* Requirements *
Set down the following lines word for word, changing nothing.

○ ○ ○

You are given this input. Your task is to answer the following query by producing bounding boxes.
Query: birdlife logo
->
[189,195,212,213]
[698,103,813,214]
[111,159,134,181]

○ ○ ○

* Exercise response *
You are given this input. Your task is to answer the following query by producing bounding boxes.
Query: birdlife logo
->
[189,195,212,213]
[698,103,813,214]
[111,159,134,181]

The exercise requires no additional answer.